## Source records
───

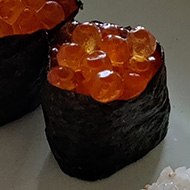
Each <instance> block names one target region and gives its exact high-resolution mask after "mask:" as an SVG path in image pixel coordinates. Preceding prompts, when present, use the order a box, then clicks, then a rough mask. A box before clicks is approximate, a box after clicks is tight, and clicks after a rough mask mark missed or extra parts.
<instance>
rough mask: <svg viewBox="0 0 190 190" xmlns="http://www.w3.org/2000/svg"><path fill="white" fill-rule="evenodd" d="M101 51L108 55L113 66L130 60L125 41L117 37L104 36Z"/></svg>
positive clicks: (101, 47)
mask: <svg viewBox="0 0 190 190" xmlns="http://www.w3.org/2000/svg"><path fill="white" fill-rule="evenodd" d="M101 49H102V50H103V51H105V52H106V53H107V54H108V56H109V58H110V60H111V62H112V64H113V65H117V64H123V63H124V62H125V61H127V60H128V59H129V58H130V53H129V48H128V44H127V42H126V40H125V39H124V38H122V37H120V36H117V35H108V36H106V37H105V38H104V39H103V41H102V44H101Z"/></svg>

───

## What the exercise asks
The records above must be printed exactly; the pictures stay out.

## Answer for this exercise
Each <instance> block names one target region and gives its exact high-resolution mask after "mask:" as an SVG path in image pixel coordinates. Preceding prompts, when present, use the order a box, then clicks, then a rough mask. A box before clicks is approximate, a box after clicks is tight, and clicks after a rough mask mark missed or extra parts.
<instance>
rough mask: <svg viewBox="0 0 190 190" xmlns="http://www.w3.org/2000/svg"><path fill="white" fill-rule="evenodd" d="M101 51L108 55L113 66L130 60L125 41L117 37L104 36Z"/></svg>
positive clicks: (101, 47)
mask: <svg viewBox="0 0 190 190" xmlns="http://www.w3.org/2000/svg"><path fill="white" fill-rule="evenodd" d="M101 49H102V50H103V51H105V52H106V53H107V54H108V56H109V58H110V60H111V62H112V64H113V65H117V64H123V63H124V62H125V61H127V60H128V59H129V58H130V53H129V48H128V44H127V42H126V40H125V39H124V38H122V37H120V36H117V35H108V36H106V37H105V38H104V39H103V41H102V44H101Z"/></svg>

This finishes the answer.